Complete the following:
• 1. From the profile of Jade Jagger below, list the cities where she designed and opened stores for Asprey & Garrard.
• 2. According to the profile of Jade Jagger below, in which city did she briefly study painting?
• 3. Write the passage that follows the final sentence of the profile of Jade Jagger below, carrying it on from that point.

The double-pregnancy marks another extraordinary chapter in the story of the Jaggers, a sprawling, globe-trotting family of musicians, models and socialites as iconic in their own way as the Windsors. While the latter dynasty represents centuries of British tradition, the Jaggers are a reminder of its swing into cool modernity during the 60s. Her father Mick may have led the revolution as the frontman of the Rolling Stones but Jade, his only child with Nicaraguan model Bianca Jagger, was born into it. Following her parents’ divorce, she was whisked away from Chelsea to live in Manhattan with her jetsetting mother, who would drop her off at The Factory to be babysat by Andy Warhol and his pop-art acolytes. Warhol said at the time, “I like Mick and Bianca, but Jade’s more my speed. I taught her how to colour and she taught me how to play Monopoly.”
Jade acknowledges the impact such a unique and privileged upbringing had on her, artistically speaking. “I should hope I have developed my own style now but growing up around the pop art movement – all those incredibly creative and inspiring people – has led to some of my most iconic pieces of jewellery; designs using arrows, wings, skulls, 3D. It taught me how to use strong images and those collections are a reflection of my childhood.”
Unlike other children born into fame, she has never wavered from her path and retains a relentless entrepreneurial spirit. She speaks bluntly about her work, and insists that she wasn’t a “trust fund child”, but simply a young mother who felt she needed to provide for her children. After a brief stint studying painting in Florence, Jade started designing jewellery. She built up an impressive international clientele until she was eventually brought in-house to be the creative director of luxury jewellers Asprey & Garrard.
While designing and opening stores for them in London, Paris, Tokyo and Los Angeles, she developed a taste for fine furnishings, and joined the ranks of interiors firm Yoo to design a portfolio of apartments and holiday homes. Her interiors career started 10 years ago with The Jade in New York, and her designs now fill homes in Marrakech, The Cotswolds and Mumbai, where she is currently working on four towers. In between, she found time to open a Jade Jagger boutique in Notting Hill, design bottles of perfume and wine, and even created the Jagger Dagger, an ice pick of white gold and lapis lazuli, specifically designed to cork Belvedere vodka.

Extracted records:
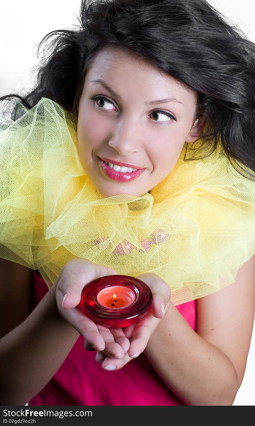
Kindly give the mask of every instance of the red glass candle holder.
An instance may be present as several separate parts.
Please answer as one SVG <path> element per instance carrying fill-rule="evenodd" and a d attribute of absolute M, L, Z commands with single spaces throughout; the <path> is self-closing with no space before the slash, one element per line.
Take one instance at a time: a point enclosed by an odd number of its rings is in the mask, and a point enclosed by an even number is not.
<path fill-rule="evenodd" d="M 140 279 L 128 275 L 108 275 L 87 284 L 79 306 L 95 323 L 117 328 L 137 322 L 152 301 L 151 289 Z"/>

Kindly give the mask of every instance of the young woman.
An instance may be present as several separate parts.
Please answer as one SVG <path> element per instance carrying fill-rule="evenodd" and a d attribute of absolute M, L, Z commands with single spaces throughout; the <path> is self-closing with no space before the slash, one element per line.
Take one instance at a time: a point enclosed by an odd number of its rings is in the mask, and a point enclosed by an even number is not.
<path fill-rule="evenodd" d="M 231 405 L 255 304 L 254 45 L 204 0 L 83 1 L 80 23 L 1 112 L 0 403 Z M 116 273 L 153 303 L 109 329 L 77 306 Z"/>

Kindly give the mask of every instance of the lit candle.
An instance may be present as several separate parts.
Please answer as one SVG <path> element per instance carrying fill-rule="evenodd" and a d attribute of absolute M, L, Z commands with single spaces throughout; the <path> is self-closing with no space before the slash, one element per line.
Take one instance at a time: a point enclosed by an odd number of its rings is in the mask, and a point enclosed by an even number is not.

Exercise answers:
• 1. London, Paris, Tokyo, Los Angeles

• 2. Florence

• 3.
All the time she was raising her two daughters, Assisi and Amba, travelling between her houses in London, Ibiza and Jaipur. Did she ever feel under pressure to give them as creative an upbringing as she had? “Oh, absolutely, but it’s a simple matter of encouraging a love of visual art. And that’s not hard because children are naturally creative anyway, they love to paint and make things.” Was she ever tempted to entertain like her father? “No, I never wanted to perform. I love music, it’s always playing around the house and I used to manage music at Jezebel [Jade’s lifestyle brand]. But I like to be creative in the background. We listen to lots of disco, although I like my classical and blues. We have all generations here, so it really is a mixture.”
By here, she means Can Rocas, her dream house in Ibiza. It isn’t just a villa, she sharply corrects me, but a finca, a sort of medieval Spanish farmhouse. It sits in four acres of land just outside the rural village of San Joan and the view from the master bedroom overlooks the untouched valley of Portinatx – particularly stunning as the sun sets. It’s a million miles away from Jade’s cosmopolitan upbringing.
“I was looking for a place to bring my children up and Ibiza has a great choice of lifestyles and food. When we moved here it was quite a hippy destination but it became sophisticated, and now it has an interesting mix of people.” The house underwent its second renovation this year, but it still bears the unmistakeable Jagger stamp. Her trademark boho-stylings adorn every surface, showcasing her love of Indian silks and craftsmanship. The terrace is strewn with soft pillows and antiques, making it feel like a sun-drenched cross between the Alhambra and a country home in Sussex. The colour palette rarely strays from a blend of earthy tans, browns and oranges. “If I had to describe it,” she says, “I’d say it was a natural, comfortable, family home.”
Jade’s favourite room in the house is the newly modernized kitchen, which is a vision in gleaming copper. She even commissioned Electrolux to install its professional cooking system, Grand Cuisine, so she has access to equipment normally found in Michelin-starred restaurants, such as blast chillers and vacuum sealers. Throw in the expansive gardens outside her window, lined with almond, lemon, and olive trees, and you have a gourmet paradise. Jade says she’s an “avid cook” and perks up when she talks about her culinary experiments. “It means I can make ceviche, steak tartare and the world’s best martini, because I can chill it perfectly.” She has already opened a restaurant called The Secret Garden in Bodrom with her husband Adrian Fillary, who is also responsible for London’s Bedford & Strand. She responds coyly to suggestions that a landmark restaurant in London is on the cards: “Perhaps. It would be exciting, wouldn’t it?”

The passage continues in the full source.